(Data items)
_ _ _
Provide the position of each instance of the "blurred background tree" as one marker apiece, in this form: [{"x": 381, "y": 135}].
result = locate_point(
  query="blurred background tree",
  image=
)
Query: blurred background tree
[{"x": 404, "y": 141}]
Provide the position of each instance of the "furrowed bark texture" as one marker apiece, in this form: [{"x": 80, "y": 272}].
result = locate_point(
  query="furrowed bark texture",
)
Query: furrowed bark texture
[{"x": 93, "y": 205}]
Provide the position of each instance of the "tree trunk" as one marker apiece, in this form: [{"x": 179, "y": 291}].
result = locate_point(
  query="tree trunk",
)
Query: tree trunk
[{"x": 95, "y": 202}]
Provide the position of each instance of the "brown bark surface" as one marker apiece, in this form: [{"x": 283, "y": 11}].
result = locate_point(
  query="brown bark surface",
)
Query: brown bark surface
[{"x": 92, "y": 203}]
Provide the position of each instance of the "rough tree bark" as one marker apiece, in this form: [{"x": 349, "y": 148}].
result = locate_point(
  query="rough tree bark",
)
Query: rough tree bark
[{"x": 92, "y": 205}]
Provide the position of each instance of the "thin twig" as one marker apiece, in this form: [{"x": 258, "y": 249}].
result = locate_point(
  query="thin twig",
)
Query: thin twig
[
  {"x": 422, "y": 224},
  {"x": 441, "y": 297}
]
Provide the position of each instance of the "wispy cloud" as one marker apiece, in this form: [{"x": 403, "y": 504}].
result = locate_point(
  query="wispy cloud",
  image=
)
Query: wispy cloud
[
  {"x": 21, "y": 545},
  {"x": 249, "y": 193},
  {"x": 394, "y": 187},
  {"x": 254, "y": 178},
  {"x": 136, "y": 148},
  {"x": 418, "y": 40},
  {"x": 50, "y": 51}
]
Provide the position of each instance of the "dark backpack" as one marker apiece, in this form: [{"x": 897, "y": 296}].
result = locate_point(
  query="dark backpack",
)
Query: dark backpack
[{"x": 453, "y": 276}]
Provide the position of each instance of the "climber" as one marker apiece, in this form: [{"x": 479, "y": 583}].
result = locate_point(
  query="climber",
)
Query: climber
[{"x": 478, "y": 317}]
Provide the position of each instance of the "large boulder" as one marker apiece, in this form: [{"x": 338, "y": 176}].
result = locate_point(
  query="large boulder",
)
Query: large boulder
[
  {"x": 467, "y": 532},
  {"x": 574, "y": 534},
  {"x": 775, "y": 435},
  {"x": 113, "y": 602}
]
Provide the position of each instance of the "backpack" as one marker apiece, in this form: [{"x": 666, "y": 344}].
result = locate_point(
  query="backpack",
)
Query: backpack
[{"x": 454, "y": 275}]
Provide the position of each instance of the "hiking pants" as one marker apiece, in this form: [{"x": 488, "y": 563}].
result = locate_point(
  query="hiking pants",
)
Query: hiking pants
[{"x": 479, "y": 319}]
_ _ _
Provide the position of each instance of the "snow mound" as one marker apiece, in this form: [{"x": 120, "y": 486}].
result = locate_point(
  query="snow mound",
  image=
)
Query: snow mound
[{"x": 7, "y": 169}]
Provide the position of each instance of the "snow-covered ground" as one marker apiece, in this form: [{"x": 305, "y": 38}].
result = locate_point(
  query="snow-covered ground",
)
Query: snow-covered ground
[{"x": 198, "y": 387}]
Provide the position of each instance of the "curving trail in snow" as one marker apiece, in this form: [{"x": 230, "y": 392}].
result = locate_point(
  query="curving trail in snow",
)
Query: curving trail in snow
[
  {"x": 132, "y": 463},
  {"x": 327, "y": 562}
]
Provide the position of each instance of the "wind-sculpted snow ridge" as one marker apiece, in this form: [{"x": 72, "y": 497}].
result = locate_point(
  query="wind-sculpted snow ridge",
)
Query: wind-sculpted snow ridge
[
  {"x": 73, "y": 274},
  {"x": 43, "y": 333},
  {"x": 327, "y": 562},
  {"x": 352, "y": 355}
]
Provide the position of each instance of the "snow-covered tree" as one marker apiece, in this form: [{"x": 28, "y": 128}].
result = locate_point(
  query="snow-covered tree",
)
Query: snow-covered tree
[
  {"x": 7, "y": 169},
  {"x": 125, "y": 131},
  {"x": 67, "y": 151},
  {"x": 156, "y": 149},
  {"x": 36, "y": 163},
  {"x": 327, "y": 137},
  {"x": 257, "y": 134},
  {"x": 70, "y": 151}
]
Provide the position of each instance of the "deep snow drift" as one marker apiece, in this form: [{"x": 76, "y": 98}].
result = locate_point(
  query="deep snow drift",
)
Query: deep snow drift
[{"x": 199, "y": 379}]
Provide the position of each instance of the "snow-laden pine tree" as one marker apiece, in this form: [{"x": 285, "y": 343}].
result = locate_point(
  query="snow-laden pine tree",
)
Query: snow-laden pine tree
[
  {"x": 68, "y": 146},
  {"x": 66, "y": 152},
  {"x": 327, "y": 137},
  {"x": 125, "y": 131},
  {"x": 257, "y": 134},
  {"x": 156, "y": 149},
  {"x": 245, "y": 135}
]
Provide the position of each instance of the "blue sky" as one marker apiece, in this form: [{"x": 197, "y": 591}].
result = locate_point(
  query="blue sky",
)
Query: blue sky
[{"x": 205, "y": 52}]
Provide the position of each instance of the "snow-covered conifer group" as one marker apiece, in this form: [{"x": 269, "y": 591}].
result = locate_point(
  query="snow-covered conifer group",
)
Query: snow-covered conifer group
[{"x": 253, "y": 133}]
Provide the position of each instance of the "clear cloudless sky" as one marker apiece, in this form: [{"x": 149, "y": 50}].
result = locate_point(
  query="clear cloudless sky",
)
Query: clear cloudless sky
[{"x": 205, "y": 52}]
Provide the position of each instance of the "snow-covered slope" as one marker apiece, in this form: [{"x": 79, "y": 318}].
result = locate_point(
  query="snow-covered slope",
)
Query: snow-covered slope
_ _ _
Given request: Pull out each line of the data items above that contains the word "blue", and list those lines in their original order.

Result of the task:
Provide the position of each instance of the "blue sky" as one marker apiece, in this form: [{"x": 197, "y": 591}].
  query="blue sky",
Query: blue sky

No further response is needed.